* **Task description**
Return exactly the lines that run from the one containing "glass lamp shade." to the end of the entries, with both ends included.

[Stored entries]

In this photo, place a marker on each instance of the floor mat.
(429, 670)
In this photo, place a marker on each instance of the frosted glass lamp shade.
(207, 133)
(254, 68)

* **Exercise answer**
In this photo, place a marker on each instance of the frosted glass lamp shade.
(207, 133)
(254, 68)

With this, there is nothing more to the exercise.